▶ [Task]: Please copy out, word for word, the lines of the records starting with the line that contains "Place a point on each instance of the blue" and going on through the line that contains "x=165, y=593", and no other lines.

▶ [The data]:
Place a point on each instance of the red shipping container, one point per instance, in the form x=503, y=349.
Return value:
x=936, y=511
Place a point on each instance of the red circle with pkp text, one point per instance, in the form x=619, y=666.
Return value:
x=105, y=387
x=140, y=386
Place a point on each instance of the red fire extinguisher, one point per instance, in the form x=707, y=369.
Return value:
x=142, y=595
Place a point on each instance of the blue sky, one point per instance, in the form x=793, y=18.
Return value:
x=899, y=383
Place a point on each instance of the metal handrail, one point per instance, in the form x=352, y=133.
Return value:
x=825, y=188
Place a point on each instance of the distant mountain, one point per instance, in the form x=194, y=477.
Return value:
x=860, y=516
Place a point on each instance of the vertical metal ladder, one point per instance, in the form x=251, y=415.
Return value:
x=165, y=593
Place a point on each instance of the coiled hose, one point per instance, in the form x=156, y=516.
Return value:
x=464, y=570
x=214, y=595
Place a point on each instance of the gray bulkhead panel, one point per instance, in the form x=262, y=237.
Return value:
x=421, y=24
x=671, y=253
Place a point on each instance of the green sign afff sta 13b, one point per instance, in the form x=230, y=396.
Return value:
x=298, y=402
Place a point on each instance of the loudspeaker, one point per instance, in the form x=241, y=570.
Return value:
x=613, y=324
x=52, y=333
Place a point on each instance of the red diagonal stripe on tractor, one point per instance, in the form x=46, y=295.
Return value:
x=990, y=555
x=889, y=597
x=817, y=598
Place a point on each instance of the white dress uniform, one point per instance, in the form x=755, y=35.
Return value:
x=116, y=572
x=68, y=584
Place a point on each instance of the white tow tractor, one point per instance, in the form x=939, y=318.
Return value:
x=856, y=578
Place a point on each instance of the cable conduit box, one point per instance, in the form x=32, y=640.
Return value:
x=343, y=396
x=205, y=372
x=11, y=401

--

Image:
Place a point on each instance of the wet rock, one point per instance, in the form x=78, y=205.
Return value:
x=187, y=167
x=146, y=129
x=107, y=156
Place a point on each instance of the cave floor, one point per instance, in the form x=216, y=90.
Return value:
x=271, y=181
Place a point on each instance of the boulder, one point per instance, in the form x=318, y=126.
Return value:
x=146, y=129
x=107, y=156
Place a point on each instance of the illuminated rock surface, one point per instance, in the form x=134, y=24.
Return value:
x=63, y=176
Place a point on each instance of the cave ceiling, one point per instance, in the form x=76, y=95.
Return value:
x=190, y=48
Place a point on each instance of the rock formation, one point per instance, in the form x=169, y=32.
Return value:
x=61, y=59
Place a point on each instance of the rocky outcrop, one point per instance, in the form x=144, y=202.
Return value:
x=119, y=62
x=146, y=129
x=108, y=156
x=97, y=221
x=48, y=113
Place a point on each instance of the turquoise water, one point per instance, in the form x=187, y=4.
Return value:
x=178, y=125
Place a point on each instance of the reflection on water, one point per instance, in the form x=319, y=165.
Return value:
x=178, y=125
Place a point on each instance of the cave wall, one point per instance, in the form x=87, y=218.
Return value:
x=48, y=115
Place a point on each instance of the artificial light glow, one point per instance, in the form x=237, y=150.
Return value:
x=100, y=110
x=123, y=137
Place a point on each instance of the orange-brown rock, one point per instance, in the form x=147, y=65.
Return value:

---

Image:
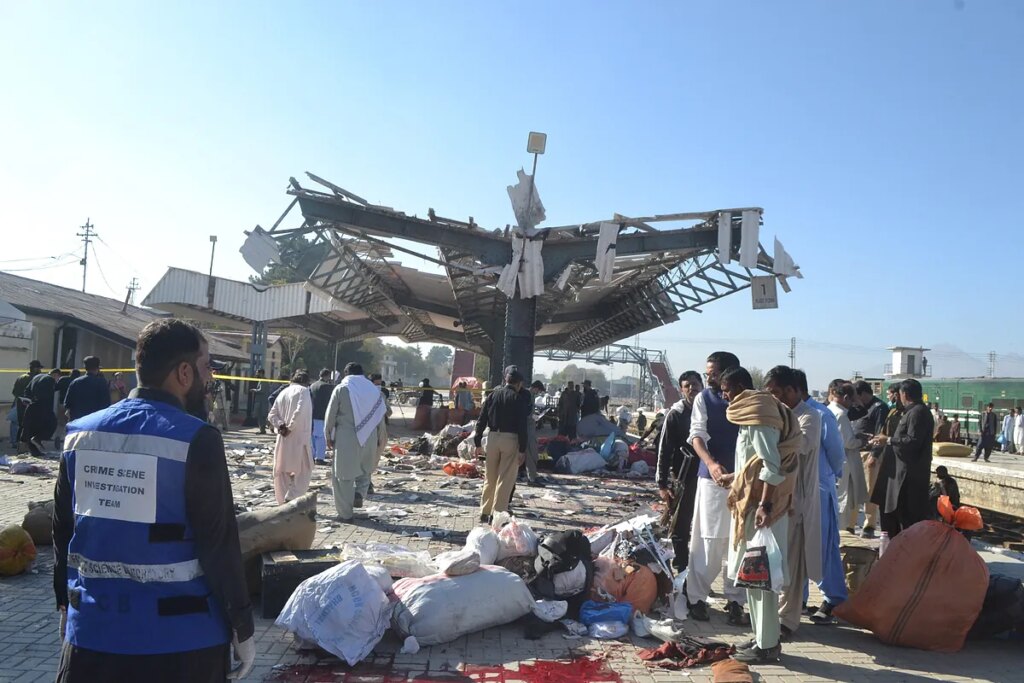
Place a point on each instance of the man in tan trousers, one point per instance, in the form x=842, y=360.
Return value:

▶ [Final result]:
Place a point on each instance of the blue sky, one point per instance, in the form x=793, y=18.
Return value:
x=899, y=383
Place a point on each instance of the metal handrail, one point per instance, in the form x=352, y=133.
Return value:
x=825, y=188
Place a point on each instance of the distant mountain, one point per instance, in the form x=194, y=477.
Return value:
x=860, y=516
Place a point on each instance of the vertical metal ladder, one point per instance, in the form x=251, y=415.
Return value:
x=165, y=593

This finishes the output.